---------- Information given ----------

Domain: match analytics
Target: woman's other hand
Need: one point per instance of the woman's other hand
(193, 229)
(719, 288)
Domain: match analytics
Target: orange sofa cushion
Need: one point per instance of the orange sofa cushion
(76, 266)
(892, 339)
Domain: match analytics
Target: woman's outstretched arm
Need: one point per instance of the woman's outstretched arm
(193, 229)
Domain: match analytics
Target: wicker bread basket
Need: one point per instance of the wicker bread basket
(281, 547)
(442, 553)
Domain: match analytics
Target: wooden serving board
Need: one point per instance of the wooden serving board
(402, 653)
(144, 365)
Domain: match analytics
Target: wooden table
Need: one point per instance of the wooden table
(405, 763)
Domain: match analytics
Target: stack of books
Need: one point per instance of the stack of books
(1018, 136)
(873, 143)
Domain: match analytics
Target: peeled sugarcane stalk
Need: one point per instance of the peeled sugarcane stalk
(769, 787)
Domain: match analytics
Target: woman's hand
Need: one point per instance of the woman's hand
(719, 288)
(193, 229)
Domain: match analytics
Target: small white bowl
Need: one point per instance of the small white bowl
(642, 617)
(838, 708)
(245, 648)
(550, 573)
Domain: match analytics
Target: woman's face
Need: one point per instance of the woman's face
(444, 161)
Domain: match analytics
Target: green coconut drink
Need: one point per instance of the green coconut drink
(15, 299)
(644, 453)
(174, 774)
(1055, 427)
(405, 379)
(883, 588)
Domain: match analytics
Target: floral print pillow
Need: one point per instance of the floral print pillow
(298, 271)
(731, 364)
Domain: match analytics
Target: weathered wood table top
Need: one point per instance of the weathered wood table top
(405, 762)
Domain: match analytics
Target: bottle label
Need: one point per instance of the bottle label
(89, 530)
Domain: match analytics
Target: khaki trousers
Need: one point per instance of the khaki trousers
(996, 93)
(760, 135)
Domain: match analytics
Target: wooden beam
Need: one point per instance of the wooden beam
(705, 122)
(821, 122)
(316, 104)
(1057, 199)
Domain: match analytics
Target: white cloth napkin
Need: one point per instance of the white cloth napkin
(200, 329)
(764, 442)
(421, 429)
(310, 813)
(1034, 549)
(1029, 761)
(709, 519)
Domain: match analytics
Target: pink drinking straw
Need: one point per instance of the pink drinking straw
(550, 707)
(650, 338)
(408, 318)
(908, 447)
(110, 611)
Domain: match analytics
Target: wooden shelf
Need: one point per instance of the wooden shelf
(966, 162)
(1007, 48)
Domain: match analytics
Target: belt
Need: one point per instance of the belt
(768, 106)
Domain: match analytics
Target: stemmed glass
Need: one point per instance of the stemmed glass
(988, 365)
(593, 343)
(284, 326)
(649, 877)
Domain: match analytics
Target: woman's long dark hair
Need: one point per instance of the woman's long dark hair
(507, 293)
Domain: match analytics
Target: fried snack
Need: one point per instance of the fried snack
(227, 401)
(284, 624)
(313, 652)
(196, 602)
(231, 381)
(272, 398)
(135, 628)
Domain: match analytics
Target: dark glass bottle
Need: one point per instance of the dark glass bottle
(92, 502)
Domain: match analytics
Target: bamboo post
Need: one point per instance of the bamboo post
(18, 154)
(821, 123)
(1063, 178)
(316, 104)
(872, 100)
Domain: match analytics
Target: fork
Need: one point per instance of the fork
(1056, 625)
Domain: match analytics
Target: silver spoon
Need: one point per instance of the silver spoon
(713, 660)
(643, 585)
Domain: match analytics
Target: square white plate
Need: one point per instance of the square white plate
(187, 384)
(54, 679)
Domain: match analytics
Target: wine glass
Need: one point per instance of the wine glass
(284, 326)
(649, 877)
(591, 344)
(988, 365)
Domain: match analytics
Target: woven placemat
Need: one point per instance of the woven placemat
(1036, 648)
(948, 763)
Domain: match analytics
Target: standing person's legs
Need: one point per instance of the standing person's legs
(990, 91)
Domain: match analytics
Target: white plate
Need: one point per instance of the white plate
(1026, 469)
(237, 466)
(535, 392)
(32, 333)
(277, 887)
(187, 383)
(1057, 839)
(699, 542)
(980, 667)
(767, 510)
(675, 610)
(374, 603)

----------

Exercise goal
Each line from the one containing "Need: one point per instance of the wooden shelf" through the final line of the listing above should be returned exactly; return nothing else.

Reply to the task
Need: one point per instance of the wooden shelf
(966, 162)
(1007, 48)
Domain: match analytics
Target: belt
Need: one point per instance of the belt
(768, 106)
Domain: match analytics
Target: stemmed glass
Need: one point per instance of the stemmed glass
(988, 365)
(593, 343)
(284, 326)
(649, 877)
Domain: match analytics
Target: woman's long dark hair
Need: one point per instance of the woman's long dark hair
(507, 293)
Domain: match analytics
Target: fried snack
Need: one point per instance of the fried snack
(227, 401)
(284, 624)
(313, 652)
(196, 602)
(231, 381)
(272, 398)
(135, 628)
Domain: match analytics
Target: dark glass bottle
Need: one point per instance of the dark glass bottle
(92, 502)
Domain: match analytics
Target: bamboo post
Need: one point per instance of the bamboo post
(18, 154)
(821, 123)
(1063, 178)
(316, 104)
(872, 100)
Domain: match analytics
Target: fork
Need: one point per instance of the fork
(1056, 625)
Domain: match analytics
Target: silver spoon
Need: one point per instance of the silver spoon
(713, 660)
(643, 585)
Domain: match analytics
Target: square white plate
Need: one point per instance of the square white plate
(187, 384)
(54, 679)
Domain: match analytics
Target: wine glass
Need: one point per instance of the wine glass
(284, 326)
(649, 877)
(591, 344)
(988, 365)
Domain: match analytics
Target: woven placemat
Need: one point per instance of the woven placemat
(1036, 648)
(948, 763)
Domain: match analytics
Target: standing person's legs
Need: one point per instance of the standing person's legs
(990, 91)
Domain: match analytics
Target: white plate
Need: one point per instance of the white plate
(1026, 469)
(237, 466)
(535, 392)
(32, 333)
(277, 887)
(187, 383)
(1057, 839)
(699, 542)
(980, 667)
(767, 510)
(675, 610)
(374, 603)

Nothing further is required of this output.